(Excerpts from a point-labeling dataset)

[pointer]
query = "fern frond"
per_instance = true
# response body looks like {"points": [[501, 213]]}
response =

Requirement: Rewrite the records above with every "query" switched to "prompt", keeping everything else the same.

Full answer:
[pointer]
prompt = "fern frond"
per_instance = true
# response body looks like {"points": [[501, 213]]}
response =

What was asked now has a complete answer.